[[ TEXT FOR ANALYSIS, beginning ]]

The trial goes on, and it affects the Sungs, particularly the matriarch, Hwei Lin, who is displeased on how this affects her almost 80-year-old husband.  At the end of the trial, the jurors appear deadlocked, with the majority voting not guilty.  Finally, the jurors did come to a decision: not guilty on all charges. Thomas Sung celebrates, and a little spark of political activism among the Chinese-American community is lit, with many believing that Vance went after Abacus not just due to their relatively small status, but because few would care or mount much protest over the defendants being Asian.

At times, you would not be faulted for thinking director Steve James went overboard in portraying the Sungs as being almost saint-like. We start the film with scenes from It's A Wonderful Life, and more than once is it either suggested or flat-out stated, mostly by Mr. Sung, that he is like George Bailey.  That's all well-and-good that Mr. Sung sees himself as a George Bailey, or that James sees him likewise.  It, however, does make one wonder if perhaps it is a bit over-the-top to have the family, with their loving but on occasion bickering and snappish temperaments, made out to be as endearing as the Baileys.

[[ TEXT FOR ANALYSIS, end ]]

▶ **WORK REQUEST A**: From the film review, extract the passage starting with "The trial goes" and going on through "defendants being Asian.".
▶ **WORK REQUEST B**: List every hyphenated word or expression that appears in the film review.

[[ MATERIAL PROVIDED, beginning ]]

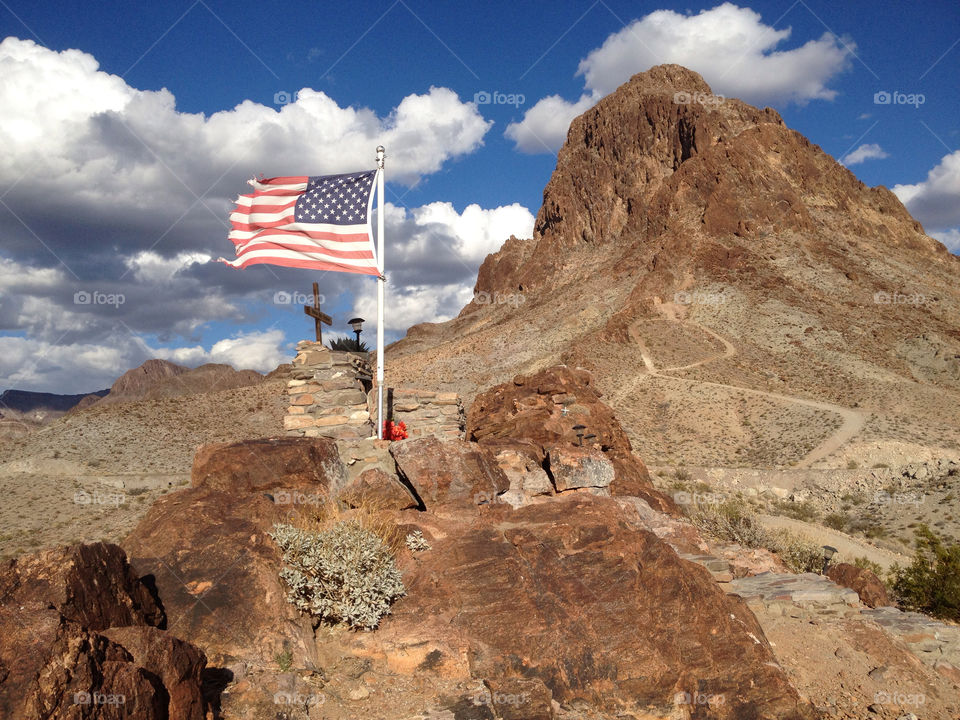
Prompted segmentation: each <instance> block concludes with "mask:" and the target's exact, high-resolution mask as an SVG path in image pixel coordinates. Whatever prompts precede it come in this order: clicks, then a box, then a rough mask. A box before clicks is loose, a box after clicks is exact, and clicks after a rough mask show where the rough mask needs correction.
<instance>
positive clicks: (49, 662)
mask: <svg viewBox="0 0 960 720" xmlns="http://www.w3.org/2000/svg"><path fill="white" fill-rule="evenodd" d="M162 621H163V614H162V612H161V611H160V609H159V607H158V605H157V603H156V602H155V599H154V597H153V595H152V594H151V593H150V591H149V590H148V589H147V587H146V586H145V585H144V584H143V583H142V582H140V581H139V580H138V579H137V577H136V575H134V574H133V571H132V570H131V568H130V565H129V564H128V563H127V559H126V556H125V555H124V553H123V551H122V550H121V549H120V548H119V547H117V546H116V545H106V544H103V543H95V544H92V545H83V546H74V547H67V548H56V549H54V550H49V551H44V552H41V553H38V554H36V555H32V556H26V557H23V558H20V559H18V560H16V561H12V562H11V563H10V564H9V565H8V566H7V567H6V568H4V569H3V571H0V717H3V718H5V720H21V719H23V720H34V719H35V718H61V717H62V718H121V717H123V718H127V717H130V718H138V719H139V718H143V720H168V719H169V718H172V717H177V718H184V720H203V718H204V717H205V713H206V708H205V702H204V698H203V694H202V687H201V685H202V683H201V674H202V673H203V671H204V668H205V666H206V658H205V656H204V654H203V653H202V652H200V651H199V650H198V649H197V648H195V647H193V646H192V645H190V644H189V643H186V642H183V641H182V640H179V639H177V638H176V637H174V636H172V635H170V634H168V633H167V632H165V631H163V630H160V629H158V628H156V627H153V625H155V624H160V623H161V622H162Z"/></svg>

[[ MATERIAL PROVIDED, end ]]

▶ **EXPECTED OUTPUT A**:
The trial goes on, and it affects the Sungs, particularly the matriarch, Hwei Lin, who is displeased on how this affects her almost 80-year-old husband.  At the end of the trial, the jurors appear deadlocked, with the majority voting not guilty.  Finally, the jurors did come to a decision: not guilty on all charges. Thomas Sung celebrates, and a little spark of political activism among the Chinese-American community is lit, with many believing that Vance went after Abacus not just due to their relatively small status, but because few would care or mount much protest over the defendants being Asian.

▶ **EXPECTED OUTPUT B**:
80-year-old
Chinese-American
saint-like
flat-out
well-and-good
over-the-top